Please convert the lines below, from the one containing "label: black helmet => bbox" through the one containing "(49, 75), (70, 99)", into a numbered list with blank lines left out.

Dataset excerpts
§

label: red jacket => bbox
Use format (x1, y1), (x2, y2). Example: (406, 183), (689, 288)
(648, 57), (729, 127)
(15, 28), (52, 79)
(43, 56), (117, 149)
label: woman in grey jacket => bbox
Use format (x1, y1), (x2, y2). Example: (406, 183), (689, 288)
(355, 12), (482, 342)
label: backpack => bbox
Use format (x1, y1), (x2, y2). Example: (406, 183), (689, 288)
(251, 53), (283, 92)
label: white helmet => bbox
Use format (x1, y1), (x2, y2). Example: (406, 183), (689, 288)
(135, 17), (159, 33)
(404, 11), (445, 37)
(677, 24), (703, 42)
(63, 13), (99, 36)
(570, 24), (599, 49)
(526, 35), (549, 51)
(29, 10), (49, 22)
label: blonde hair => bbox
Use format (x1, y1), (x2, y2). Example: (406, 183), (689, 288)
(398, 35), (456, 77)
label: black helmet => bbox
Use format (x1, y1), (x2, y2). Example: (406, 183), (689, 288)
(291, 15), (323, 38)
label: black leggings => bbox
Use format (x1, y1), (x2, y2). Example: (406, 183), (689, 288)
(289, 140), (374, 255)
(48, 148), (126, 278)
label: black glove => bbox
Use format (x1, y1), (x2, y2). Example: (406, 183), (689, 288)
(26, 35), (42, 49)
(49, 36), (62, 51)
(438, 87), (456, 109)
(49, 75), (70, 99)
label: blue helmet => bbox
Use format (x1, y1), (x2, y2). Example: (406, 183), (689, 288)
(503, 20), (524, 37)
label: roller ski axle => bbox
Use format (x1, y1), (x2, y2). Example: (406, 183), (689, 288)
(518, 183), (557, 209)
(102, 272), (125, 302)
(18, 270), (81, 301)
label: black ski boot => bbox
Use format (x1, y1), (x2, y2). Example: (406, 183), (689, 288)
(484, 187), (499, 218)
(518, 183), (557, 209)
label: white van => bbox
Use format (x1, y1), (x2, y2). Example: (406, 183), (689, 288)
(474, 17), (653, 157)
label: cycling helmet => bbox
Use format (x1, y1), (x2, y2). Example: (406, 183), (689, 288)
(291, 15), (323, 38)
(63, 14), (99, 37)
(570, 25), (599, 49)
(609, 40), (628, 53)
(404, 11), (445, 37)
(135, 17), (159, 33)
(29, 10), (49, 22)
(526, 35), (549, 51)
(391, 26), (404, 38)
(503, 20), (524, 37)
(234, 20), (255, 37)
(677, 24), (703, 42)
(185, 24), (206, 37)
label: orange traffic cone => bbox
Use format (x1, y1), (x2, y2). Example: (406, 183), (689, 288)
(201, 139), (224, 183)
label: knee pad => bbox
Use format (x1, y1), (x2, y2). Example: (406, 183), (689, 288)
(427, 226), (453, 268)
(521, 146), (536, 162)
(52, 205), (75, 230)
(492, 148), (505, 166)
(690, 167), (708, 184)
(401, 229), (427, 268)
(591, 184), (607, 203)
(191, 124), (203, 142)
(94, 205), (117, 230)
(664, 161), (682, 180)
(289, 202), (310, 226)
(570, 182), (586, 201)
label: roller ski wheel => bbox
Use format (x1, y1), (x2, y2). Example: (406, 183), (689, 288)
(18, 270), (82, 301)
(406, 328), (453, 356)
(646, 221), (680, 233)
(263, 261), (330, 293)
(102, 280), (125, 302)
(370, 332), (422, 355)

§

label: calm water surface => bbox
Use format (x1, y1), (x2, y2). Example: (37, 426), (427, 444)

§

Output of the exercise
1. label: black helmet => bbox
2. Use format (x1, y1), (x2, y2). Example: (406, 183), (689, 288)
3. (291, 15), (323, 38)
4. label: black leggings => bbox
5. Use format (x1, y1), (x2, y2). Example: (406, 183), (689, 288)
6. (289, 140), (374, 255)
7. (48, 148), (126, 278)
8. label: black glove => bbox
9. Use format (x1, y1), (x2, y2). Example: (406, 183), (689, 288)
10. (26, 35), (42, 49)
11. (49, 36), (62, 51)
12. (438, 87), (456, 109)
13. (49, 75), (70, 99)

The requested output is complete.